What the task asks.
Restating the data word for word is all that is required.

START Available data

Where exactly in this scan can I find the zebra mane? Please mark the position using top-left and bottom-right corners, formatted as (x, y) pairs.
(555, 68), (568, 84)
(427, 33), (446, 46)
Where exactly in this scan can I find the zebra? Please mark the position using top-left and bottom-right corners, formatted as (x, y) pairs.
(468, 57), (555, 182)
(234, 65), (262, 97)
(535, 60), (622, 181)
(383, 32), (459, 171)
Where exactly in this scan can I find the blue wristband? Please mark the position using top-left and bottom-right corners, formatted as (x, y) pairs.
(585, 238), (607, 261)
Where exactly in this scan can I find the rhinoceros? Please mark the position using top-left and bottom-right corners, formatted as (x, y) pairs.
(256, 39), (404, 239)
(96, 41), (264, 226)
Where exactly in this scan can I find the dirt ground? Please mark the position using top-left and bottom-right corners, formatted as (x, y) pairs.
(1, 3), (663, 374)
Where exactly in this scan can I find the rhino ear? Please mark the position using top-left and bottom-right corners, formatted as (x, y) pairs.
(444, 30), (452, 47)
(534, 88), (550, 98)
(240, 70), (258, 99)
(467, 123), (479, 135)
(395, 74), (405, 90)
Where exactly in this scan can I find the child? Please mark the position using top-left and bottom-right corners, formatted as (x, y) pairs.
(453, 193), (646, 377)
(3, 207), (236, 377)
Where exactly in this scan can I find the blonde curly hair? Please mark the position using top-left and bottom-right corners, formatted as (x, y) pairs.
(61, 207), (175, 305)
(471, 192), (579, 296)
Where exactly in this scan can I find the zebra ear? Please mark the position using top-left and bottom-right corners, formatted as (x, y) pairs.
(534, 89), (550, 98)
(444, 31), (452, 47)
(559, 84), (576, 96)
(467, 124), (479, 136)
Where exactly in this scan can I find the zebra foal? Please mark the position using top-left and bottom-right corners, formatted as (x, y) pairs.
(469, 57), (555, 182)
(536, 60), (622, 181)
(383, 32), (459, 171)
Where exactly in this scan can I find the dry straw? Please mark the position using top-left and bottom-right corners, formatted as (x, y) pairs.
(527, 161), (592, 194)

END Available data

Task result.
Where exactly in this scan can I find the zebra mane? Please mark the position using top-left and bottom-right corners, formatted as (x, y) pairs.
(555, 68), (568, 84)
(427, 33), (446, 46)
Where exactly in this scan can I find the zebra? Please mark the position using top-left and bottom-right corners, formatted as (x, y) pairs.
(468, 57), (555, 182)
(234, 65), (262, 97)
(535, 60), (622, 181)
(383, 32), (459, 171)
Where exactly in this scan can I find the blue wristband? Please mark the position using top-left and bottom-right corners, formatted as (x, y) pairs.
(585, 238), (607, 261)
Where exactly in this scan can I find the rhinoceros? Please mark the position using top-left and bottom-right corners, formatted as (x, y) pairs.
(256, 39), (404, 239)
(96, 41), (264, 226)
Where exactly in this scan can I find the dirt ground? Please mark the position using top-left and bottom-right corners, formatted as (x, y) pairs.
(1, 3), (663, 374)
Where exactly in this scan can I find the rhino ear? Please mark the position using top-left and bottom-right corners, formatted as (x, y) pairs.
(444, 30), (452, 47)
(534, 88), (550, 98)
(240, 70), (258, 99)
(467, 123), (479, 135)
(395, 74), (405, 90)
Where exactly in this scan can I find the child? Please mark the position using top-left and bottom-right corners, formatted as (x, y) pairs.
(453, 193), (646, 377)
(3, 207), (236, 377)
Where exactly in this scan can I find the blonde curly hair? Please mark the position using top-left and bottom-right corners, formatted as (x, y) pairs.
(61, 207), (175, 305)
(471, 192), (579, 296)
Where exactly in this scan can I find the zebra ear? Please mark the position using top-left and bottom-right corners, formatted as (x, y) pairs.
(534, 89), (550, 98)
(444, 31), (452, 47)
(559, 84), (576, 96)
(467, 124), (479, 136)
Where exactly in this scan can I find the zebra foal? Please mark the position using top-left and bottom-right corners, formatted as (x, y) pairs.
(469, 57), (555, 182)
(536, 60), (622, 181)
(383, 32), (459, 171)
Where exactly in this scan can I find the dry straw? Please mark the position using top-left and bottom-right corners, formatted as (x, y) pairs.
(527, 161), (592, 194)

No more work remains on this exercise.